Text block -
────────────────────

Volumes of pyramids

One of the most exciting things in maths is realising a connection you didn't see earlier. Hopefully this experience is what we're giving students all the time, but as teachers we get it too. And sometimes, the connection seems so obvious (to someone with a maths degree), that's it's a little embarassing when you realise you didn't notice it before.

Did you know that the volume of a pyramid (or cone) is one third of the volume of the equivalent prism (same base and height)?

Yeah... I didn't know this until recently. I knew the formulas for the volumes of pyramids, and even derived them using calculus, but I'd never made the connection between them and prisms before.

I wanted to give my students the opportunity to make the same discovery. My school has a set of clear plastic prisms and cones, each with coloured plastic inserts of the net of the shape:

It took me a while to find these. I knew they existed because I remember them being bought, but everyone I asked didn't know where they were. Well, it turns out the first colleague I asked did know where, but I was terrible at describing what I was after. Oops.

────────────────────

Stated exercise 1 - Update the records from the line with "Where can the broken" through the end of the records, replacing "marker" with "pin" and keeping everything else the same.
Stated exercise 2 - Write what comes next in the post on pyramid volumes, starting from the point where it stops.
The post on pyramid volumes and the records after it are separate material.

Dataset -
────────────────────

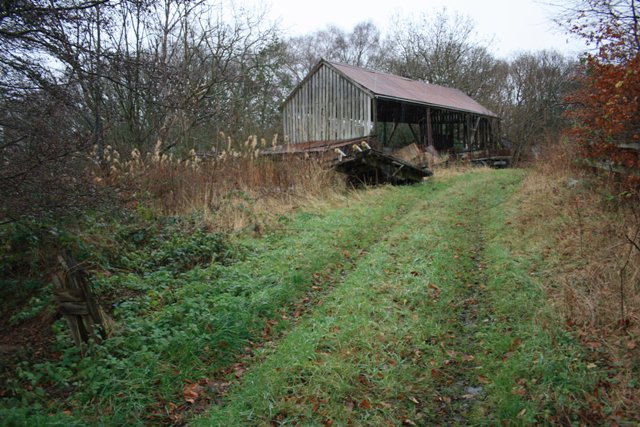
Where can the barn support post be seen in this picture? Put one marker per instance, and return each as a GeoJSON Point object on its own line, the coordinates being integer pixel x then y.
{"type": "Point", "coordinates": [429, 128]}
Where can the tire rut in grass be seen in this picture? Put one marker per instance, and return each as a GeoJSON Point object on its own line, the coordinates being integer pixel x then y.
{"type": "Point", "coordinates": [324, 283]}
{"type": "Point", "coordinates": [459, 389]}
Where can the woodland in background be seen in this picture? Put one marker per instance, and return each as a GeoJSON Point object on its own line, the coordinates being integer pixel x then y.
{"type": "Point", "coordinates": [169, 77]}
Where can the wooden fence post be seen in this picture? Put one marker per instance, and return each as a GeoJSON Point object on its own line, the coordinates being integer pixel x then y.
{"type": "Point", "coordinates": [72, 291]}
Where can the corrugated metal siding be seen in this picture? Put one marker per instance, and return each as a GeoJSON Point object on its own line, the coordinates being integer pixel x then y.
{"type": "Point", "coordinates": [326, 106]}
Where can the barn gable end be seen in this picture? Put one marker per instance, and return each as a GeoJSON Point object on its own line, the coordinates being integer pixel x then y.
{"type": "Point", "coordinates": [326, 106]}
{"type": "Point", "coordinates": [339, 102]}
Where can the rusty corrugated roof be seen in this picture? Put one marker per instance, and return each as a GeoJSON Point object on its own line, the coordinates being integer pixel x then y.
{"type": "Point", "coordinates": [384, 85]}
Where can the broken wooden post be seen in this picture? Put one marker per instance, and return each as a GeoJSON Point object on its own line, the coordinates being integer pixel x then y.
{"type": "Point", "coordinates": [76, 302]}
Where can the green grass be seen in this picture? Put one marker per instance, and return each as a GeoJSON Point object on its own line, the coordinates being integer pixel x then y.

────────────────────

Exercise result 1 -
Where can the broken wooden post be seen in this picture? Put one pin per instance, and return each as a GeoJSON Point object on its own line, the coordinates being integer pixel x then y.
{"type": "Point", "coordinates": [76, 302]}
Where can the green grass be seen in this picture? Put one pin per instance, and return each as a GeoJSON Point object on its own line, the coordinates being integer pixel x then y.

Exercise result 2 -
They come in matching pairs of the same colour and base, and they all have the same height. The only difference in each pair is that one's a prism and the other's a pyramid. I split the class into groups, and gave each group a pair without saying anything about them.

I asked the class to describe what they noticed about them. "They're the same colour," was the first reply. Okay, ask an obvious question, get and obvious answer. But after that, we get a few more suggestions:

  • Each group had a prism and pyramid (or cylinder and cone - that group was very quick to point out every time I forgot to clarify that).
  • The prism and pyramid in each group have the same base.
  • The net of the prism has one more face than the pyramid. Even though this wasn't the objective of the lesson, I loved this! The group that suggested it even gave an explanation why. One student from another group then said that if the base has n sides, then the pyramid has n + 1 faces and the prism has n + 2. Hooray! :)
  • The shapes have the same height.
  • They're made of plastic (okay, not all of them were that noteworthy).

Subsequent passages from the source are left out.